### Written instruction 1
In the terms of service, can you repeat everything from "For production qualification" down to "to production authorization.", switching "Technical Specification Sheet" to "Technical Data Sheet"?
### Written instruction 2
Under the terms of service, how much written notice must either party give to terminate a retainer arrangement?

### Selected excerpt
────────────────────────────────────────
Terms of Service

The terms that govern every engagement between CORIO and its clients — order rules, IP ownership, quality warranties, and dispute resolution.

Last updated: · Effective: June 2026

These Terms of Service ("Terms") govern all professional engagements between CORIO Hygiene Innovation ("CORIO," "we," "us") and any client ("Client," "you"). Read each section before initiating a project. Engagement commences upon written confirmation of a project brief, a signed Statement of Work (SOW), or payment of any fee.

1. Scope of Engagement

1.1 Applicable Parties

These Terms constitute a binding agreement between CORIO and any individual, company, or entity that engages CORIO for product development, supply chain engineering, market intelligence, or related professional services. They apply from the moment engagement commences and remain in force for the duration of the relationship.

1.2 Services Covered

These Terms apply to all service categories delivered by CORIO, including but not limited to:

  • Market Intelligence & Competitive Positioning
  • End-to-End Product Development — concept through PQ3 validation
  • Competitive Reverse Engineering & Benchmarking
  • Supplier Screening, Auditing & Quality Assurance
  • Innovation Scouting & Material Technology Access

1.3 Scope Boundaries

CORIO operates exclusively as a product and supply chain engineering firm. These Terms do not apply to, and CORIO expressly disclaims responsibility for, activities outside the agreed SOW scope — including logistics brokerage, customs clearance, retail distribution, or regulatory filings.

Any expansion of scope requires a written amendment to the existing SOW, countersigned by both parties. Verbal agreements or email-only confirmations do not constitute scope amendments.

1.4 Term and Renewal

Each engagement is governed by the duration specified in the applicable SOW. Project-based engagements terminate upon final deliverable acceptance. Retainer arrangements renew monthly or quarterly as defined in the SOW, with either party able to terminate on 30 days' written notice. Obligations relating to confidentiality, IP ownership, and dispute resolution survive termination.

2. Order Rules

CORIO's engagements are scoped by project complexity, not unit volume. The rules below cover minimum thresholds, payment, and delivery timelines for all projects.

2.1 Minimum Order Quantities (MOQ)

Engineering service fees are independent of production volume and are non-refundable once a project phase is initiated. MOQ thresholds, where applicable (for example, prototype production runs or sample procurement), are specified in the individual SOW.

For production qualification phases (PQ1, PQ2, PQ3), minimum run quantities are determined by the manufacturing partner's process requirements and documented in the Technical Specification Sheet prior to production authorization.

2.2 Payment Terms

All fees are invoiced in USD unless otherwise agreed in writing. The standard payment structure is:

50%
Project Initiation Deposit Due upon SOW countersignature. Work commences only on confirmed receipt of cleared funds — no exceptions.
30%
Mid-Project Milestone Payment Due on delivery of the milestone deliverable defined in the SOW (for example, validated prototype or benchmark report). Net-15 from invoice date.
────────────────────────────────────────
### Dataset content

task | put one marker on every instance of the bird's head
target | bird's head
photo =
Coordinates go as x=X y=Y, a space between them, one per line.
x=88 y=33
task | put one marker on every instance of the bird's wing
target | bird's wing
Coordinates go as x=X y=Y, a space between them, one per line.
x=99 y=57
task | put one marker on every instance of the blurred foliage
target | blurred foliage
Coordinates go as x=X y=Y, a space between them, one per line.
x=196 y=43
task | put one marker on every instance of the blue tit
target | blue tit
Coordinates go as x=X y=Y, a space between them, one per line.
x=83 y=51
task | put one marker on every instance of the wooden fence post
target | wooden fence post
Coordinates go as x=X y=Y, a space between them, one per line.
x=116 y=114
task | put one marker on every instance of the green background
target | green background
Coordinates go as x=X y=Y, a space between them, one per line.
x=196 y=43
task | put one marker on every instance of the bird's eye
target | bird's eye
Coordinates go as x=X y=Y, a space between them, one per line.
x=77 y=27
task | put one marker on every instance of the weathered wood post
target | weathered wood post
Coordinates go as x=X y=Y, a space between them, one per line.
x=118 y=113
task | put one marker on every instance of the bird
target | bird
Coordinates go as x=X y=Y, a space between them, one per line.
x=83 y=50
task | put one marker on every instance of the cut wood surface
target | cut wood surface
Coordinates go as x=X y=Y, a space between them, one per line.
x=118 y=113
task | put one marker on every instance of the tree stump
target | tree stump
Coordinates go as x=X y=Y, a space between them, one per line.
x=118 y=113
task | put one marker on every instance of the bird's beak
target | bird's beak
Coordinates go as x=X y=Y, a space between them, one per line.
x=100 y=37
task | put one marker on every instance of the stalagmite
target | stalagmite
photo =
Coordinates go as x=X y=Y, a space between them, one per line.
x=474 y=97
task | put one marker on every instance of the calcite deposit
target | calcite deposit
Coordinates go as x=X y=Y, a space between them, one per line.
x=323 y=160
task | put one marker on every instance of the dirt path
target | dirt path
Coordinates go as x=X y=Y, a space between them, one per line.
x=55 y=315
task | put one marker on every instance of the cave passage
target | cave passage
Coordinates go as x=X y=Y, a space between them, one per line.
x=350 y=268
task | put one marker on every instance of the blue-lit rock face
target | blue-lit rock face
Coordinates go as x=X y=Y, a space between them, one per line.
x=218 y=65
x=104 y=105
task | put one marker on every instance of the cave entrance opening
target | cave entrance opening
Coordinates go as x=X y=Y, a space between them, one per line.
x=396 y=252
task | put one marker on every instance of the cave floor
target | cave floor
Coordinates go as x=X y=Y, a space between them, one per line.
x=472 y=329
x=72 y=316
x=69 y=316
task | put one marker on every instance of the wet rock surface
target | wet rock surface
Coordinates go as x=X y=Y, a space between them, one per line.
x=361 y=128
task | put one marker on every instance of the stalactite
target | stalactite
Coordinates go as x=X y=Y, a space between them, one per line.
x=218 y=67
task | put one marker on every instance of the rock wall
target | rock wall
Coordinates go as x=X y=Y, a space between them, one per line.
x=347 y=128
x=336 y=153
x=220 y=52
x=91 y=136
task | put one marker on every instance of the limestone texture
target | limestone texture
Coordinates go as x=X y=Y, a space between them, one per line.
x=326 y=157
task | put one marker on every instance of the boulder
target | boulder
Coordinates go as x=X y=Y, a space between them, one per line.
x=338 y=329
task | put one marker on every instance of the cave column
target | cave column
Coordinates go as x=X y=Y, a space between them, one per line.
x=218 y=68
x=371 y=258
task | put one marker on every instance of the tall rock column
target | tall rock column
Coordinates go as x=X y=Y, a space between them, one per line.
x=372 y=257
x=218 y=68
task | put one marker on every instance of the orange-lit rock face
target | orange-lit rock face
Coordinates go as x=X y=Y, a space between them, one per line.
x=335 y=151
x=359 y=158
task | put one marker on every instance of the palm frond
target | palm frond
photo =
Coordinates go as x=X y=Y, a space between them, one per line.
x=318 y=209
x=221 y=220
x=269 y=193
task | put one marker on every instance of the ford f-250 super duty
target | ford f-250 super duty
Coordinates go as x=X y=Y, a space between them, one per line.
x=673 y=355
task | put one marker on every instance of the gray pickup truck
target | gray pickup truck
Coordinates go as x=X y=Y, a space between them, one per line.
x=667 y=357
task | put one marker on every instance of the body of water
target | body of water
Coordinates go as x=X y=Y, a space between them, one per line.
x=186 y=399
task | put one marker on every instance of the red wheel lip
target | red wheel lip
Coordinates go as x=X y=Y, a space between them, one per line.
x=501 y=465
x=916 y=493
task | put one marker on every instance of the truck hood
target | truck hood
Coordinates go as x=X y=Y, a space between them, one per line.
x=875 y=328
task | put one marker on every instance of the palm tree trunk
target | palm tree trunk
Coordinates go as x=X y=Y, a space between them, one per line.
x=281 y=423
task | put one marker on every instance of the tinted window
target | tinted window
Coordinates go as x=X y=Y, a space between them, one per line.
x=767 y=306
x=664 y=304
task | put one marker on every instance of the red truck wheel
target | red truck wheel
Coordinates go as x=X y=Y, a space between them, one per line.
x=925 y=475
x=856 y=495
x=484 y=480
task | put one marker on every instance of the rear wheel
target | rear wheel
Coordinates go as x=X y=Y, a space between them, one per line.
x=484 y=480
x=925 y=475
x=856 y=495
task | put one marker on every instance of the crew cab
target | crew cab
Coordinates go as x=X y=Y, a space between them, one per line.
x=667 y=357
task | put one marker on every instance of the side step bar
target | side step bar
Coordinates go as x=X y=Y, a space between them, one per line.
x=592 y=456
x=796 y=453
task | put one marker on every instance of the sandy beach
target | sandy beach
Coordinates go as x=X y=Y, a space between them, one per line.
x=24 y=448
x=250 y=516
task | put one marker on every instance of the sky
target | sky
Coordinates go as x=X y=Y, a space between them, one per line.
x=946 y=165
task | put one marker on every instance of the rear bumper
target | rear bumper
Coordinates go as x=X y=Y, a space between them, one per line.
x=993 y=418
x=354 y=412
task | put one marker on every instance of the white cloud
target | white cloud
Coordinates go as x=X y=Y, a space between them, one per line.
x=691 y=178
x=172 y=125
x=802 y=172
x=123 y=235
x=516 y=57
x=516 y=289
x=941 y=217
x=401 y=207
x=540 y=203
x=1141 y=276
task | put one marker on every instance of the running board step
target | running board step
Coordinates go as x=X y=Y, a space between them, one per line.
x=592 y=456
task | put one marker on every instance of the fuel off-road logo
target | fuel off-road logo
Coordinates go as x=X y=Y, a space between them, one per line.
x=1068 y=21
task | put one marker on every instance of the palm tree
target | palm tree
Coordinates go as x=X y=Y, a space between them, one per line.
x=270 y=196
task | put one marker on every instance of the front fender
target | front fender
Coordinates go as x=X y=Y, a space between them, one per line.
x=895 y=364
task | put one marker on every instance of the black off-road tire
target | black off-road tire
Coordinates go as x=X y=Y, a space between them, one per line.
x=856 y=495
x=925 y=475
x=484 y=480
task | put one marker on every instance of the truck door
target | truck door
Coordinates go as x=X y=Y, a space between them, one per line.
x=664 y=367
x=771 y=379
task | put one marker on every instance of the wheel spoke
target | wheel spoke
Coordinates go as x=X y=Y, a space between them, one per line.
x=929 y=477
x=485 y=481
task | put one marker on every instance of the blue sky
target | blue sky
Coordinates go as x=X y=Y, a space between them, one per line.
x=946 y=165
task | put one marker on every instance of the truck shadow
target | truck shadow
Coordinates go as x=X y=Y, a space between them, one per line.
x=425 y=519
────────────────────────────────────────
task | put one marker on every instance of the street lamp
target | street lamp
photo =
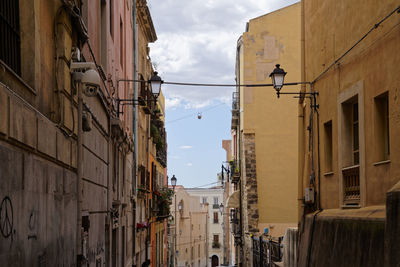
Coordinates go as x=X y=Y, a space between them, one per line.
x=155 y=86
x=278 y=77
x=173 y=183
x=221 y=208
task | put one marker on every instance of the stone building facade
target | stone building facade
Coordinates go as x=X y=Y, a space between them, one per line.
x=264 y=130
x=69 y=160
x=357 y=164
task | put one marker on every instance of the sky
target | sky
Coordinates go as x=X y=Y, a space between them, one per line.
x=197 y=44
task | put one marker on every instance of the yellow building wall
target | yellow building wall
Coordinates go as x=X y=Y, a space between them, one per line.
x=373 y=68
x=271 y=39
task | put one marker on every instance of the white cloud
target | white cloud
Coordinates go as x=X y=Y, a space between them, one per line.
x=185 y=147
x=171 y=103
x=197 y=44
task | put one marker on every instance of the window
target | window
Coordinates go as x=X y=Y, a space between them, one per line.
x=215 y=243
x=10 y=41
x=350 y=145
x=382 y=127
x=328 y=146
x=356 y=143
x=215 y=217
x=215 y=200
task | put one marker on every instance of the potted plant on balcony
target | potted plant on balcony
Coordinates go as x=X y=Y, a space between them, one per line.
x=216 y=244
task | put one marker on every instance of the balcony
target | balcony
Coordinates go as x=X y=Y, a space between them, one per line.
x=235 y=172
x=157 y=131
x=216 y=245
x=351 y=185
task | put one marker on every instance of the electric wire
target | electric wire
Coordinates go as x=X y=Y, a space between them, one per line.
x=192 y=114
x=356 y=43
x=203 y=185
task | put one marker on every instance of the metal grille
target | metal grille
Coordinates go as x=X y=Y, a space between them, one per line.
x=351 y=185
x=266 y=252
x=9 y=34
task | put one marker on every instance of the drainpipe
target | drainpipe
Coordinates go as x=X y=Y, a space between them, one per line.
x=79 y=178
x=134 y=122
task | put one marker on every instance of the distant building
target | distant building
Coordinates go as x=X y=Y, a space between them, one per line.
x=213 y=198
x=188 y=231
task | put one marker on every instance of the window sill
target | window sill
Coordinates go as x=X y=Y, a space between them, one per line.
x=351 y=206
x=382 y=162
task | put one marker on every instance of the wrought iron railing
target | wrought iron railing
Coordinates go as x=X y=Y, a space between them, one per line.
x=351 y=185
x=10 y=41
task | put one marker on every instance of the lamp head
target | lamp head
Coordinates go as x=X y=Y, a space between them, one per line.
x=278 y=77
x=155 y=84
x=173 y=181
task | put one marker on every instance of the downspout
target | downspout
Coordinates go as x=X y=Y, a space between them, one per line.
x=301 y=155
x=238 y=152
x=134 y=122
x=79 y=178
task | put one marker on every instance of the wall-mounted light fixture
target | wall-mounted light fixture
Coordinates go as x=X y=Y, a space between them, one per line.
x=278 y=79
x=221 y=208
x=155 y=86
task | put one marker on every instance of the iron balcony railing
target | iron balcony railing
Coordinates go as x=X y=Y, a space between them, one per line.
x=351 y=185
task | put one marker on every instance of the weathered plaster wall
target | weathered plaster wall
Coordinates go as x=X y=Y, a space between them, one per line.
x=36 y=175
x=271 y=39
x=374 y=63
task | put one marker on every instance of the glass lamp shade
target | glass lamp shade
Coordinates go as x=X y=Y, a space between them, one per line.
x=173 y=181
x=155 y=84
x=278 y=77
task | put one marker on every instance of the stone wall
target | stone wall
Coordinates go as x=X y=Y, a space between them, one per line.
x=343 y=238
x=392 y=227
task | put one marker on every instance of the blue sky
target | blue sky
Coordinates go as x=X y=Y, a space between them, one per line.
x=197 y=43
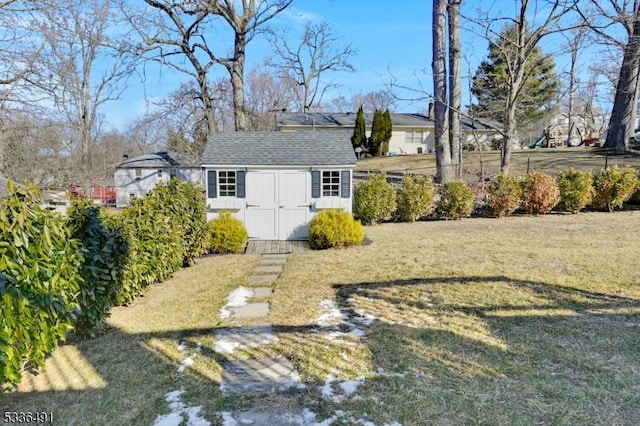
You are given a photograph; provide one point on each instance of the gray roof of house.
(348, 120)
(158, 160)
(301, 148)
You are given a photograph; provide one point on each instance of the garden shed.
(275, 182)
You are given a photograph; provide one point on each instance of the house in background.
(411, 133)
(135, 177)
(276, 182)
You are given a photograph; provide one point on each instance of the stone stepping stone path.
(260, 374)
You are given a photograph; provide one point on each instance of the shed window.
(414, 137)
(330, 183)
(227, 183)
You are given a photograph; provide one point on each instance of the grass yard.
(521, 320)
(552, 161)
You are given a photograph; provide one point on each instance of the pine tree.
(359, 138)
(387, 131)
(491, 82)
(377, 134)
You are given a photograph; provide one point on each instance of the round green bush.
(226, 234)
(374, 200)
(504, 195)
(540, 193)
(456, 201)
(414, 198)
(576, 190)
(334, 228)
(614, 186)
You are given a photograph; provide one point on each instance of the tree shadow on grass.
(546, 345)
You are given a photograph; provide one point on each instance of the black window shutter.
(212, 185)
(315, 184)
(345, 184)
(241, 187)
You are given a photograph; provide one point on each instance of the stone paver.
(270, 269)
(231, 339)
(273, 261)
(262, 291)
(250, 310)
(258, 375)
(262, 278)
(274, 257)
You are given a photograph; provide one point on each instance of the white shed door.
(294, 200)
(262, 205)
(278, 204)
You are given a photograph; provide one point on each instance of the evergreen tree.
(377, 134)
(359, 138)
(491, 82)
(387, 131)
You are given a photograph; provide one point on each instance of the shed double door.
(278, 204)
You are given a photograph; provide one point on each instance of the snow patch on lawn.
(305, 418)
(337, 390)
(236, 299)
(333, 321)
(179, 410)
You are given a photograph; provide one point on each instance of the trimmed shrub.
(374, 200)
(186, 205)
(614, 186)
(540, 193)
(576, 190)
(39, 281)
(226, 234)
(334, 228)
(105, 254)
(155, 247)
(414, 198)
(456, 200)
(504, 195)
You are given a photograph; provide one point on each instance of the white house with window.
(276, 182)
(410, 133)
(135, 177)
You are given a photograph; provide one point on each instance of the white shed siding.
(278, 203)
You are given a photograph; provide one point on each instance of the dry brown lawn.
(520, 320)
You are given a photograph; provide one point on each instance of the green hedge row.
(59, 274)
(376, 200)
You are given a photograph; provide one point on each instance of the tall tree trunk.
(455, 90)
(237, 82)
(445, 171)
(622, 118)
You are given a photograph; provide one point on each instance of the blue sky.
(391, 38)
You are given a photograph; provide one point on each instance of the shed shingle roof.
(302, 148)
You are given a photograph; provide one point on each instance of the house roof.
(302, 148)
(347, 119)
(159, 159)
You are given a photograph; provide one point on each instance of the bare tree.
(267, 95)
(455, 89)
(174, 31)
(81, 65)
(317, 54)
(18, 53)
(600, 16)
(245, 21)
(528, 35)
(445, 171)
────────────────────────────────────────
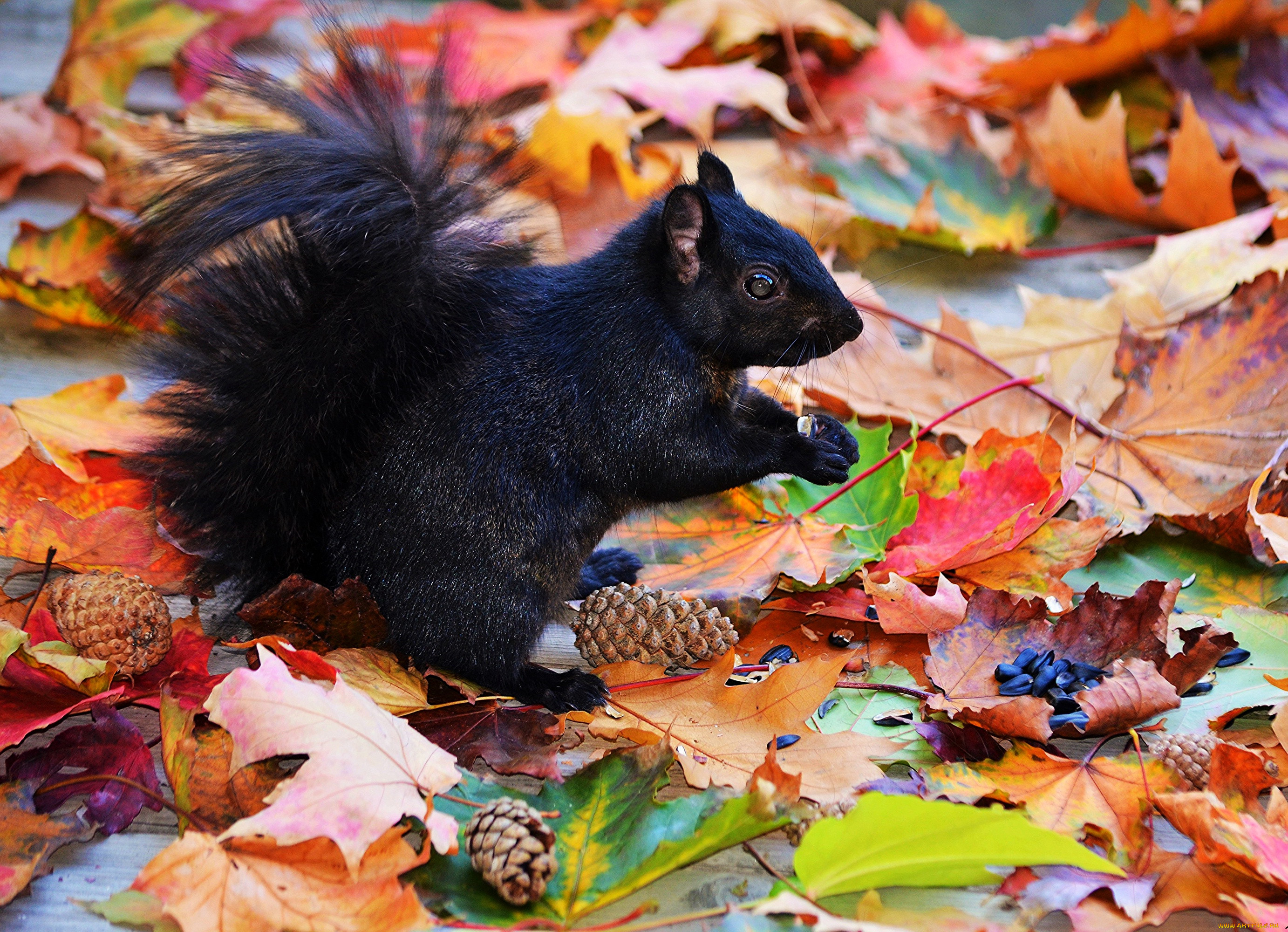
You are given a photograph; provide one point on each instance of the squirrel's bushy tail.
────────────────────────────────────────
### Complete response 1
For production qualification phases (PQ1, PQ2, PQ3), minimum run quantities are determined by the manufacturing partner's process requirements and documented in the Technical Data Sheet prior to production authorization.

### Complete response 2
30 days' written notice.